# [What is being asked]
The answer must be an exact copy of the records, with no pictures in it.

[Saved data entries]
★ ★ ★ ★ ★
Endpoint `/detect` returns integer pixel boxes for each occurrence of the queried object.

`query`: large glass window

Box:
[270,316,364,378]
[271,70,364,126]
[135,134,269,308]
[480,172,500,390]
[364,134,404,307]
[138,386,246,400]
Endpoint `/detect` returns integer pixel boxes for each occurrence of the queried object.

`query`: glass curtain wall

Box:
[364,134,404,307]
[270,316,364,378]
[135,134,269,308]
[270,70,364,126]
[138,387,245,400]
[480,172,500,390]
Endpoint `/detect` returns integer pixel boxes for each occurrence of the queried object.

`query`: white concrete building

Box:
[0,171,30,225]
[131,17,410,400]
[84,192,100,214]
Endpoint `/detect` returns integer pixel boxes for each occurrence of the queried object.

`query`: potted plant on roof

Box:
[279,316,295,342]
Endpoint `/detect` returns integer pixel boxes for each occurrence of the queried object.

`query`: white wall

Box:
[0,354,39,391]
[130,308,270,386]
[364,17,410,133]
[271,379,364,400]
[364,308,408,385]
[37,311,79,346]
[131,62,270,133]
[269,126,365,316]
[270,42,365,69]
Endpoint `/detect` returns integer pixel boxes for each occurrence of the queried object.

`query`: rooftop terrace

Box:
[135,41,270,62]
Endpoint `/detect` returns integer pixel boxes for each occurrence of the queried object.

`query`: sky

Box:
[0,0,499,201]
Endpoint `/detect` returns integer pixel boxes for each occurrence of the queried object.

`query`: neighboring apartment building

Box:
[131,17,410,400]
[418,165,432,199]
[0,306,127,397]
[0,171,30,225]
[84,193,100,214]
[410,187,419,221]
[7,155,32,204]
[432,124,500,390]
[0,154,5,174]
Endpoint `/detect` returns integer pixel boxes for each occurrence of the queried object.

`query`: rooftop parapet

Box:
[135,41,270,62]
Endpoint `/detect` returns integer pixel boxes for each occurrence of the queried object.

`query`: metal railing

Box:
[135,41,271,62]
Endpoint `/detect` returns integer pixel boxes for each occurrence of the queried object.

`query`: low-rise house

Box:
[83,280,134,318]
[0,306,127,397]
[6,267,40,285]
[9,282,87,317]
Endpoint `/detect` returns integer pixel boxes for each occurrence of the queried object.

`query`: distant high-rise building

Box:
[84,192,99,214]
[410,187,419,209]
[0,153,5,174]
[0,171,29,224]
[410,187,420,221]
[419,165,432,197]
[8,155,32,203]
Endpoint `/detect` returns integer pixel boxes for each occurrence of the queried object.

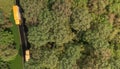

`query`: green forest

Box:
[0,0,120,69]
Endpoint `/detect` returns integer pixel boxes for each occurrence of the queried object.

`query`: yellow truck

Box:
[25,50,30,62]
[13,5,21,25]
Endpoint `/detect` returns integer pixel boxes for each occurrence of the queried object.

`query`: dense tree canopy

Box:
[28,9,75,47]
[70,7,92,32]
[83,16,112,44]
[25,43,83,69]
[18,0,120,69]
[56,43,83,69]
[20,0,48,25]
[109,2,120,15]
[25,45,58,69]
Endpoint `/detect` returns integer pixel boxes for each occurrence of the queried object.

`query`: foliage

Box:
[109,33,120,69]
[0,30,18,61]
[113,15,120,29]
[79,16,113,69]
[0,9,13,28]
[28,9,74,47]
[109,3,120,15]
[88,0,109,14]
[21,0,120,69]
[51,0,73,17]
[25,43,83,69]
[20,0,48,25]
[72,0,88,8]
[0,0,14,17]
[0,45,18,62]
[83,16,112,45]
[70,7,92,32]
[0,10,4,25]
[0,30,14,46]
[80,47,111,69]
[56,43,83,69]
[0,60,10,69]
[25,46,58,69]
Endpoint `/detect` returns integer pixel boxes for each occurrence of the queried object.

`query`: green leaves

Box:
[22,0,120,69]
[0,46,18,61]
[0,10,4,25]
[28,9,75,47]
[109,3,120,14]
[83,16,112,43]
[0,31,14,47]
[0,31,18,61]
[78,16,113,69]
[25,43,83,69]
[71,7,92,32]
[25,46,58,69]
[0,60,9,69]
[0,0,14,16]
[20,0,48,25]
[56,43,83,69]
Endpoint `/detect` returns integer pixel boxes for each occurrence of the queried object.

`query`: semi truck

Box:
[13,5,30,62]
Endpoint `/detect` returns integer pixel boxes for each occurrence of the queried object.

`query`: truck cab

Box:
[13,5,21,25]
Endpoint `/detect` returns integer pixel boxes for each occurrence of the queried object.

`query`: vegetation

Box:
[1,0,120,69]
[0,10,18,62]
[25,43,83,69]
[0,0,14,16]
[0,1,18,68]
[28,9,75,47]
[19,0,120,69]
[0,60,10,69]
[0,30,18,61]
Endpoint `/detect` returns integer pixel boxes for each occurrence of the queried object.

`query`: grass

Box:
[9,12,24,69]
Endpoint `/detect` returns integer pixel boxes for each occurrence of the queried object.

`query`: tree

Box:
[113,15,120,29]
[0,60,10,69]
[88,0,109,14]
[72,0,88,8]
[21,0,120,69]
[0,0,14,17]
[0,10,4,25]
[83,16,112,45]
[28,9,75,47]
[109,3,120,15]
[25,43,83,69]
[0,9,13,28]
[25,46,58,69]
[0,30,14,46]
[109,33,120,69]
[79,47,112,69]
[56,43,83,69]
[51,0,73,17]
[0,46,18,62]
[0,30,18,61]
[70,7,92,32]
[20,0,48,25]
[79,16,113,69]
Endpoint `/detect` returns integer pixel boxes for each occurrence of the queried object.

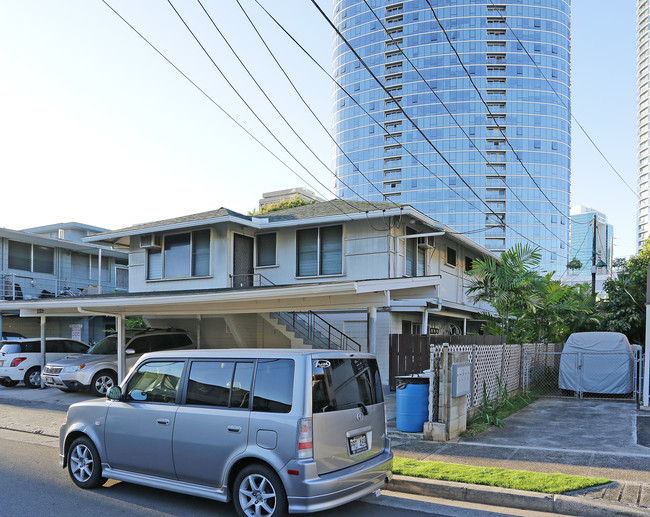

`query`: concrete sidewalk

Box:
[1,385,649,515]
[386,392,650,514]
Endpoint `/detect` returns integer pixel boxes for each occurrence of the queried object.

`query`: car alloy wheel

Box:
[91,371,116,396]
[67,436,106,489]
[24,367,41,388]
[234,464,286,517]
[70,442,94,483]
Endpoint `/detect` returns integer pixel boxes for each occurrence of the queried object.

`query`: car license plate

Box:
[348,433,369,455]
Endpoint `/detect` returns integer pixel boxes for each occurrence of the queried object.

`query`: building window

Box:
[465,256,474,273]
[446,247,457,267]
[148,229,210,280]
[296,225,343,277]
[7,240,54,274]
[256,233,277,267]
[115,266,129,291]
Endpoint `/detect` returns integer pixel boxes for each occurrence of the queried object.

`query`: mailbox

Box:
[451,362,471,397]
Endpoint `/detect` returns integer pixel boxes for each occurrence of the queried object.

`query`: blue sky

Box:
[0,1,639,257]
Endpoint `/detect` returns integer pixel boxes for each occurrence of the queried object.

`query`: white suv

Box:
[0,338,90,388]
[42,328,194,396]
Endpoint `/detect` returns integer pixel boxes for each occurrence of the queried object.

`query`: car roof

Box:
★ ★ ★ ★ ★
# [Answer to this exercise]
Endpoint `/detect` returns integer pixel boxes for each occurrence of the queried object.

`query`: large glass window

Box:
[270,316,364,378]
[271,70,364,126]
[135,134,269,308]
[480,172,500,390]
[364,134,404,307]
[138,386,246,400]
Endpoint `/detect` returns integer pixel boxes for each occurrence of the queried object.

`query`: glass curtain wall

Box:
[364,134,404,307]
[270,316,364,378]
[135,134,269,308]
[270,70,364,126]
[138,387,245,400]
[480,172,500,390]
Endpoint `/detect` returns integer pixel boxes for each occurrence of the queried object.

`query`: white concrete building

Box:
[0,171,30,225]
[131,17,410,400]
[84,192,100,214]
Endpoint `/detect` returns integer pixel boxes for each occurrence of the queried object.

`query`: potted plant on roof

Box:
[279,316,295,342]
Endpoint `/detect` returns integer pixel boxes for each occurrence of the queried object.

`query`: white wall

Box:
[0,354,39,391]
[130,308,270,386]
[364,17,410,133]
[271,379,364,400]
[364,308,408,385]
[37,311,79,346]
[131,62,270,133]
[269,126,365,316]
[270,42,365,69]
Endpoint `/detect` returns integer pixel boxes for each occurrence of the queried object.

`query`: rooftop terrace

Box:
[135,41,270,62]
Endpoint `/detect` returns integer pixel boxes for each occurrence of the queried object.

`query`: sky

Box:
[0,0,499,201]
Endpoint `/detect` returns integer pixel boxes for each occurrence of the queried object.

`query`: neighboring apartment building

Box:
[131,17,410,400]
[418,165,432,199]
[0,306,127,397]
[0,171,30,225]
[84,193,100,214]
[410,187,419,221]
[7,155,32,204]
[432,124,500,390]
[0,154,5,174]
Endpoint `/detect` returns integer pixel boxes for each occurrence of the queried object.

`query`: rooftop parapet

Box:
[135,41,270,62]
Endpoint `/detect` returns integer pixel boxes for each occurrence of the queried object.

`query`: metal railing

Box:
[135,41,271,62]
Endpoint `/detect` returns integer pixel boxes for each occurrence of the queried object.

`query`: low-rise house

Box:
[83,280,134,318]
[0,306,127,397]
[6,267,40,285]
[9,282,87,317]
Endpoint `/detect` returns integer pixel boxes for each occurrence of the queried object.

`query`: distant high-rise building

Box:
[84,192,99,214]
[410,187,419,209]
[0,153,5,174]
[0,171,29,224]
[410,187,420,221]
[419,165,432,197]
[8,155,32,203]
Endpoint `/detect` returns integer pixel boxes for each occurrence of the queried object.


`query`: green forest

Box:
[0,0,120,69]
Endpoint `/detect` returns integer pixel boxes for each occurrence of the queried object.

`query`: yellow truck

Box:
[25,50,30,62]
[13,5,21,25]
Endpoint `/detect` returns integer pixel boxes for each occurrence of the queried object.

`query`: dense tree canopy

Box:
[28,9,75,47]
[70,7,92,32]
[83,16,112,44]
[25,43,83,69]
[18,0,120,69]
[56,43,83,69]
[20,0,48,25]
[109,2,120,15]
[25,45,58,69]
Endpoint `/detect` returns integer pixel boxes for each occurrence of the queried object.

`query`: foliage

Box:
[109,33,120,69]
[0,30,18,61]
[113,15,120,29]
[79,16,113,69]
[0,9,13,28]
[28,9,74,47]
[109,3,120,15]
[88,0,109,14]
[21,0,120,69]
[51,0,73,17]
[25,43,83,69]
[20,0,48,25]
[72,0,88,8]
[0,0,14,17]
[0,45,18,62]
[83,16,112,45]
[70,7,92,32]
[0,10,4,25]
[0,30,14,46]
[80,47,111,69]
[56,43,83,69]
[0,60,10,69]
[25,46,58,69]
Endpoint `/detect` returns integer pixel boxes for each occurrence of the queried object.

`query`: green leaves

Box:
[22,0,120,69]
[0,46,18,61]
[0,10,4,25]
[28,9,75,47]
[109,3,120,14]
[83,16,112,43]
[0,31,14,47]
[0,31,18,61]
[78,16,113,69]
[25,43,83,69]
[71,7,92,32]
[25,46,58,69]
[0,60,9,69]
[0,0,14,16]
[20,0,48,25]
[56,43,83,69]
Endpoint `/detect` returns integer pixel boxes for each occurrence of the queried object.

`query`: semi truck

Box:
[13,5,30,62]
Endpoint `/detect` returns integer pixel boxes for each occurrence of the queried object.

`query`: truck cab

Box:
[13,5,21,25]
Endpoint `/detect` returns integer pixel boxes for each occurrence of the queried object.

`query`: vegetation

Box:
[1,0,120,69]
[0,10,18,62]
[25,43,83,69]
[0,0,14,16]
[0,1,18,68]
[28,9,75,47]
[19,0,120,69]
[0,60,10,69]
[0,30,18,61]
Endpoint `/detect` returns integer pixel boxes for each occurrence of the queried object.

`query`: grass

Box:
[9,12,24,69]
Endpoint `/detect` returns integer pixel boxes for each occurrence of the queried object.

`query`: tree

Box:
[113,15,120,29]
[0,60,10,69]
[88,0,109,14]
[72,0,88,8]
[21,0,120,69]
[0,0,14,17]
[0,10,4,25]
[83,16,112,45]
[28,9,75,47]
[109,3,120,15]
[25,43,83,69]
[0,9,13,28]
[25,46,58,69]
[0,30,14,46]
[109,33,120,69]
[79,47,112,69]
[56,43,83,69]
[51,0,73,17]
[0,46,18,62]
[0,30,18,61]
[70,7,92,32]
[20,0,48,25]
[79,16,113,69]
Endpoint `/detect` returns integer pixel boxes for each occurrence of the queried object.


`query`: concrete sidewalk

Box:
[1,385,649,515]
[386,392,650,514]
Endpoint `/detect` returns integer pixel boxes for each occurrence of the queried object.

`query`: car alloy wheel

Box:
[91,371,116,396]
[67,436,106,489]
[24,367,41,388]
[234,464,286,517]
[70,442,94,483]
Endpoint `/detect` returns integer pixel boxes for each occurrence of the queried object.

`query`: car license plate

Box:
[348,433,369,455]
Endpoint `/detect` returns integer pixel boxes for each occurrence of the queried object.

`query`: building window

Box:
[465,256,474,273]
[446,247,457,267]
[148,229,210,280]
[296,225,343,277]
[7,240,54,274]
[256,233,277,267]
[115,266,129,291]
Endpoint `/detect` returns integer pixel boxes for each occurrence of the queried object.

`query`: mailbox

Box:
[451,362,471,397]
Endpoint `/detect` returns integer pixel boxes for each occurrence of the queried object.

`query`: blue sky

Box:
[0,1,639,257]
Endpoint `/detect` returns integer pixel boxes for each occurrence of the queried object.

`query`: white suv

Box:
[0,338,90,388]
[42,328,194,396]
Endpoint `/detect` returns integer pixel boxes for each occurrence of the queried object.

`query`: car roof

Box:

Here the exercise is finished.